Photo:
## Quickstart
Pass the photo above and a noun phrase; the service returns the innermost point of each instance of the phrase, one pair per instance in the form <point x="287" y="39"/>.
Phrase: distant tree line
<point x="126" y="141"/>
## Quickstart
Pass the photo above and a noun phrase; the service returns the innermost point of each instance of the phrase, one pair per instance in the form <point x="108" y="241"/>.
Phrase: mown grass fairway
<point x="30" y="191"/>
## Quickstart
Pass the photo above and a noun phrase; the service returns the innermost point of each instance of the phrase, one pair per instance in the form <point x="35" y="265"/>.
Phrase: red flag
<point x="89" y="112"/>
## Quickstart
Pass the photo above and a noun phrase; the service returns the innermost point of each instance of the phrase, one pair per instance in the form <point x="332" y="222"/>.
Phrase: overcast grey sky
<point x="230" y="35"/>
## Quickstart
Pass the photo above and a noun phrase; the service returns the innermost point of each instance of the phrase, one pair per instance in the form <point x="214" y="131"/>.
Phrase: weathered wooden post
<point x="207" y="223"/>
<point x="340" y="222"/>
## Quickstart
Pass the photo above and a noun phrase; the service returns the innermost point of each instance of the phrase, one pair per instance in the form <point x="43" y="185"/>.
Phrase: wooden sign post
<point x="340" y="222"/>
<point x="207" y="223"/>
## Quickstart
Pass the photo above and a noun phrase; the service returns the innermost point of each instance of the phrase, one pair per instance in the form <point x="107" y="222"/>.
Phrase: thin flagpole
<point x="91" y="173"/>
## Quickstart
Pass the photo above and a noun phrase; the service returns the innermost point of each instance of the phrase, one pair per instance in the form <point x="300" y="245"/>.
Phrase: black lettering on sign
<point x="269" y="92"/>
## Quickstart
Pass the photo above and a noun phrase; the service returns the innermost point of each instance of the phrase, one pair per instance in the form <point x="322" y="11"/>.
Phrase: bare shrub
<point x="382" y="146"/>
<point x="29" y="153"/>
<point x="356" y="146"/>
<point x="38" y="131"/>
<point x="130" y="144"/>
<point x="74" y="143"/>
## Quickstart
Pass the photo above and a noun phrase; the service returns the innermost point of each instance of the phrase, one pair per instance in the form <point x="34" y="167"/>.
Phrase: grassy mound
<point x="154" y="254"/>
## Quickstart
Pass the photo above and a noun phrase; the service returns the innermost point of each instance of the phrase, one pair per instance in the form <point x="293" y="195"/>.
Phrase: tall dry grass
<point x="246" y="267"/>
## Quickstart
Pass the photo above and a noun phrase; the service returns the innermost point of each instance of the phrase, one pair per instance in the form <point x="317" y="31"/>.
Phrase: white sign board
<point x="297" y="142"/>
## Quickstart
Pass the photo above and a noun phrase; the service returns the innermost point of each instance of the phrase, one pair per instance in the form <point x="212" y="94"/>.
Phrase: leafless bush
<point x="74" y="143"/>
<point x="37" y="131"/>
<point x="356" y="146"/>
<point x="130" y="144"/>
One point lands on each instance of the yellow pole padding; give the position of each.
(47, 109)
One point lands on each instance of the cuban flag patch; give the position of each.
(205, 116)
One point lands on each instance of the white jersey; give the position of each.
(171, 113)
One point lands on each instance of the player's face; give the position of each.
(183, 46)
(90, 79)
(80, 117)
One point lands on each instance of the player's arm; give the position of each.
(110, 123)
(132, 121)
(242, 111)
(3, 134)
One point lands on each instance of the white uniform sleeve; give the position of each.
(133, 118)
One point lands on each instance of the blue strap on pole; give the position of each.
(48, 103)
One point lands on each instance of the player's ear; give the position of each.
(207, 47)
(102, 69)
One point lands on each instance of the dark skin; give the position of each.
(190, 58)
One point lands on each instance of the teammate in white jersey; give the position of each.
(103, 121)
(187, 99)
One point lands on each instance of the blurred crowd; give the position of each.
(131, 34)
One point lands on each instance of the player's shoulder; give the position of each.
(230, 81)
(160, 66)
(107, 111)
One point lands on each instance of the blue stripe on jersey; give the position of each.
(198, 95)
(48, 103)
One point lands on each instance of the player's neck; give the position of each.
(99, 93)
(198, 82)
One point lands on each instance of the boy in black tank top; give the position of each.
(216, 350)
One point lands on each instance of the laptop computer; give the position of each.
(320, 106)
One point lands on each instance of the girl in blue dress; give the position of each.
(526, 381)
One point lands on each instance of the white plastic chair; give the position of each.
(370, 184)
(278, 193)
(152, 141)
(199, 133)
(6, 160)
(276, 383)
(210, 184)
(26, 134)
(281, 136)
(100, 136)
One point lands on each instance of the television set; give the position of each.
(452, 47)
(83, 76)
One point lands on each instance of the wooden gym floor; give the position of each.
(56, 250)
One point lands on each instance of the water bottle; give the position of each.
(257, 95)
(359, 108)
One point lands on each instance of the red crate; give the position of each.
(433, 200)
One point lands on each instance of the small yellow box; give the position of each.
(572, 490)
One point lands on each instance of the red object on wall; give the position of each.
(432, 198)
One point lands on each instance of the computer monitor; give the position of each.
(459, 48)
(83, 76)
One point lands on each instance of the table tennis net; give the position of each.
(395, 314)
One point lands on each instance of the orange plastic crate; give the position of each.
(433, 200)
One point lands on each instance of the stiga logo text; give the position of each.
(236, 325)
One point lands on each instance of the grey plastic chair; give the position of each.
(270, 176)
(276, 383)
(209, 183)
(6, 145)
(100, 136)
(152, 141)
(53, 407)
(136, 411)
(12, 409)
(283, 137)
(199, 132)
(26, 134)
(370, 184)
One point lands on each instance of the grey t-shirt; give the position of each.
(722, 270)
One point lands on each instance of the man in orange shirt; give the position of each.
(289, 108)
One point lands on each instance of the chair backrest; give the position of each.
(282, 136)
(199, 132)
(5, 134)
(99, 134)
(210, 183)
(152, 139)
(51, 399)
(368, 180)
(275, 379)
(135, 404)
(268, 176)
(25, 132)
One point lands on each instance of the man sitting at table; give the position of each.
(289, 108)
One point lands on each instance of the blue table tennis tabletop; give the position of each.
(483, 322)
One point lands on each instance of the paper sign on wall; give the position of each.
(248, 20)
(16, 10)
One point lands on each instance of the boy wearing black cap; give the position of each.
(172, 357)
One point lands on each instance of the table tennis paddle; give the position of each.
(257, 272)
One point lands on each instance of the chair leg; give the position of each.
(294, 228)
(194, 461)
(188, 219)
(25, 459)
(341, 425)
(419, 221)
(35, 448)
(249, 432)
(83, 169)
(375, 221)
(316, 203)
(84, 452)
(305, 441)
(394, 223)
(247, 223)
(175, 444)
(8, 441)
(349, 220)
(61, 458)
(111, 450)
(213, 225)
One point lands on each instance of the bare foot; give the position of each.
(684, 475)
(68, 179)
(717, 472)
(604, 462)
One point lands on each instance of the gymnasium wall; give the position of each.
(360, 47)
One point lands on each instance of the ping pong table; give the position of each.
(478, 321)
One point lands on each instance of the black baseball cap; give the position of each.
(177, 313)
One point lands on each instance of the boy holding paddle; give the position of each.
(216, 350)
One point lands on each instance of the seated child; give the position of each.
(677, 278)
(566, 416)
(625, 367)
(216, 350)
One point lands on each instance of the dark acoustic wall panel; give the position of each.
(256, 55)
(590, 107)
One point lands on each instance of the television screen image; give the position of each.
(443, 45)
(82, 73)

##########

Copy the items above from the line containing "One point lands on each instance of the dark acoustic" through the last line of the items, requests included. Offset every coordinate in the answers by adding 137 to it.

One point lands on each instance of the dark acoustic wall panel; give the position of each.
(393, 192)
(727, 244)
One point lands on each instance of the television screen image; give the position of each.
(580, 182)
(219, 210)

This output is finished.